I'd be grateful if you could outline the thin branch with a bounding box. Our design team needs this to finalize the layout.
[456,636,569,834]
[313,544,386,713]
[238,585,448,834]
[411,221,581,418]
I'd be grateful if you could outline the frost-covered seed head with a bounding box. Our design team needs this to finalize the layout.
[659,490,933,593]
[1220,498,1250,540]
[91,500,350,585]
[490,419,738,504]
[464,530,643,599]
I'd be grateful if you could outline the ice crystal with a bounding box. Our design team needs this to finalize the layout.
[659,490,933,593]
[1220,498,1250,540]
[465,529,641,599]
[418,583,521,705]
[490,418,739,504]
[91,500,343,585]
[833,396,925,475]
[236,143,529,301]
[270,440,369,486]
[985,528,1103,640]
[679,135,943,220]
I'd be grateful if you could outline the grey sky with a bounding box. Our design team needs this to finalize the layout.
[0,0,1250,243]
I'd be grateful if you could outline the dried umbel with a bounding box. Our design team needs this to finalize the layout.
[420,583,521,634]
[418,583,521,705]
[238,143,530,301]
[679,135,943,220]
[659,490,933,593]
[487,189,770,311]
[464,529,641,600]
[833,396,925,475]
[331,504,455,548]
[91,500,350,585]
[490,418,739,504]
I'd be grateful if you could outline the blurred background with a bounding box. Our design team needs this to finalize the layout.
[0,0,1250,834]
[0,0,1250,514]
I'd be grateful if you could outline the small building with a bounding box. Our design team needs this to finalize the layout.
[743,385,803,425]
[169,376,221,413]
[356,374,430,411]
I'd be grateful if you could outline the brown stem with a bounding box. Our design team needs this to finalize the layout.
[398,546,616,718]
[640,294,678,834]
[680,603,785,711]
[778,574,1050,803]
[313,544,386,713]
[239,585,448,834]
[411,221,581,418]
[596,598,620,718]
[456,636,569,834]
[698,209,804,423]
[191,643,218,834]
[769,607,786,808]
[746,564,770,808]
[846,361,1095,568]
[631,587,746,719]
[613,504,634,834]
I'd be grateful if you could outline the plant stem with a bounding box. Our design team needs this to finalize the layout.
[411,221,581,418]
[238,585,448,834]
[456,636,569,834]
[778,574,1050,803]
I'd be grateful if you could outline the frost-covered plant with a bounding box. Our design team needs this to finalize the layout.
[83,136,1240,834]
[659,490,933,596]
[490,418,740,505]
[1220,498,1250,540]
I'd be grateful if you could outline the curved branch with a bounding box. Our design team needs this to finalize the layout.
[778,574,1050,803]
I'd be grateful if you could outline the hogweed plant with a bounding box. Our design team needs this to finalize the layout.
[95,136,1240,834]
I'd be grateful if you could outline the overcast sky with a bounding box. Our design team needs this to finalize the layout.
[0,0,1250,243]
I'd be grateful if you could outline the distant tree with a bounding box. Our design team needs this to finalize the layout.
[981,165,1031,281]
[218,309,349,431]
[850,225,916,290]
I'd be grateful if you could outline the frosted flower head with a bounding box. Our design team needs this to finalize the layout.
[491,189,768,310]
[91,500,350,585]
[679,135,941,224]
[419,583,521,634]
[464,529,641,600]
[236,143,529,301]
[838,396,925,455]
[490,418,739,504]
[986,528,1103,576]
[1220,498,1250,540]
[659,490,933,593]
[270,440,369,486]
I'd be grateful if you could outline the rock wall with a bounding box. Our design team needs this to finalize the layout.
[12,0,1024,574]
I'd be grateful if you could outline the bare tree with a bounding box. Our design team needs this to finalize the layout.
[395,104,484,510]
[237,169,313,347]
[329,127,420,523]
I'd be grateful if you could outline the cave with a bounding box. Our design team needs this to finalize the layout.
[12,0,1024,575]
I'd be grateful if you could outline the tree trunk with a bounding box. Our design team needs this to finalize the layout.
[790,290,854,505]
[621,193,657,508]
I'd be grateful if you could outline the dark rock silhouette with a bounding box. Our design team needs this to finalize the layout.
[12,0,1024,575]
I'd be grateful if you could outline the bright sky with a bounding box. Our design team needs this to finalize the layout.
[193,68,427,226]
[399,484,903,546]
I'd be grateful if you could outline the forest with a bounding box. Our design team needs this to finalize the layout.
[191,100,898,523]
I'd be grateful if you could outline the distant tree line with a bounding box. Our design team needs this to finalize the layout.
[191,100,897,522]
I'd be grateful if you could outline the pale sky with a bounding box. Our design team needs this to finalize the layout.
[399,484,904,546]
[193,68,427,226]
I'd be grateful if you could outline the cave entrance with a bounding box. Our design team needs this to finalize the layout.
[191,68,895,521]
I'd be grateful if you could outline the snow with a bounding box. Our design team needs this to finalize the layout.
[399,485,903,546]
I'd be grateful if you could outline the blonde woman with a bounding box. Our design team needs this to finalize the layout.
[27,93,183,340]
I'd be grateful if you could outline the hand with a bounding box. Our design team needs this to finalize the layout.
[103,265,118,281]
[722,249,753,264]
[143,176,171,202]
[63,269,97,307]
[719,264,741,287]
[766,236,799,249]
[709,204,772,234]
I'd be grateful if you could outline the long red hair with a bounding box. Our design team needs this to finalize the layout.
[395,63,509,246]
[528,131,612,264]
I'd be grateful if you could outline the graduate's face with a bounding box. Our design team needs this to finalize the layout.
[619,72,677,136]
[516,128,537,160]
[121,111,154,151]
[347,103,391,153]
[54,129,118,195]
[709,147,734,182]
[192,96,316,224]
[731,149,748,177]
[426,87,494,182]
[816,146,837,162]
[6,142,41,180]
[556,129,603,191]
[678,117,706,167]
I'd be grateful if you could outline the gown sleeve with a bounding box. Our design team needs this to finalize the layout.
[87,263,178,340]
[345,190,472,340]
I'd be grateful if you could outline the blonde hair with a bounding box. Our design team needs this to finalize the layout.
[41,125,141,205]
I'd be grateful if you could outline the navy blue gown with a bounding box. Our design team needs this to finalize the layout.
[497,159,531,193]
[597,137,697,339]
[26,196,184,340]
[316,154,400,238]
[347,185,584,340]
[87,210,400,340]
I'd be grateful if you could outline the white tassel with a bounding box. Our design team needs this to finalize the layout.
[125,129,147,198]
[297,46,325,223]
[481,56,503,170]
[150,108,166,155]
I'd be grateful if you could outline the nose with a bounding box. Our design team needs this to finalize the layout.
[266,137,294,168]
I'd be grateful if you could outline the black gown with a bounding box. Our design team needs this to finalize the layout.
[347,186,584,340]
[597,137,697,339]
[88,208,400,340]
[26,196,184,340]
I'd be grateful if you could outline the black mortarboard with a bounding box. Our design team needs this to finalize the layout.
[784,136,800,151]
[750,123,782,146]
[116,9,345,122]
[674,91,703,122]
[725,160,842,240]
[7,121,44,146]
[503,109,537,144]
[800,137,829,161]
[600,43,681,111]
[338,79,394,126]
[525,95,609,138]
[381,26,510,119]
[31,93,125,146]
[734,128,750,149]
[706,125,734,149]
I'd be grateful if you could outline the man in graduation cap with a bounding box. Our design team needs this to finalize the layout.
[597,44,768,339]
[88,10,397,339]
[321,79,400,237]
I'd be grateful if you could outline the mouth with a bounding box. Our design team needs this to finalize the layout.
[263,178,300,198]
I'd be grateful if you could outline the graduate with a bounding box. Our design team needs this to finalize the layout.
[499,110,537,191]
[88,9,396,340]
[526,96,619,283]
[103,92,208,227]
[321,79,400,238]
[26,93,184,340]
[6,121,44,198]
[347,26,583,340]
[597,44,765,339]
● ● ● ● ●
**Objective:** How many lines in the rows above contain the word "covered"? Reply with only the number.

**Answer to the exercise:** 2